** Opening Supplied information block **

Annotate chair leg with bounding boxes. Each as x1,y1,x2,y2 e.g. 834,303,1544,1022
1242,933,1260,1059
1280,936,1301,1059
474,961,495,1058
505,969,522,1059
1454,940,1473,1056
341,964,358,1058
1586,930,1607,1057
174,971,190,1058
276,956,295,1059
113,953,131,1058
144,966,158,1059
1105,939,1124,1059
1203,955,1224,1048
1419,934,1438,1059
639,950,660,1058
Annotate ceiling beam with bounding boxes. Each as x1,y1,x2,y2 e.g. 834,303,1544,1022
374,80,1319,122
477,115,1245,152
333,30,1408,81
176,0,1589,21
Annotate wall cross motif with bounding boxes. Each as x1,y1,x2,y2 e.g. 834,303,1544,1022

** Closing Supplied information block **

• [Exercise details]:
Could you give the records above again, exactly and in full?

• [Exercise response]:
Annotate chair leg with bounding boxes. Each as x1,y1,x2,y2 e.g. 834,303,1544,1022
1242,933,1260,1059
1280,936,1301,1059
474,961,495,1058
505,969,522,1059
1454,940,1473,1056
341,964,358,1058
1586,930,1607,1057
174,971,190,1058
276,956,295,1059
113,953,131,1058
144,966,158,1059
1105,939,1124,1059
1203,955,1224,1048
1419,934,1438,1059
639,950,660,1058
Annotate ceiling beam with bounding boxes. Each as x1,y1,x2,y2 e.g. 834,303,1544,1022
374,80,1319,122
477,115,1245,152
333,30,1408,81
176,0,1589,21
Annotate wall cross motif with bounding boxes. Each as x1,y1,x2,y2 e.g. 834,303,1544,1022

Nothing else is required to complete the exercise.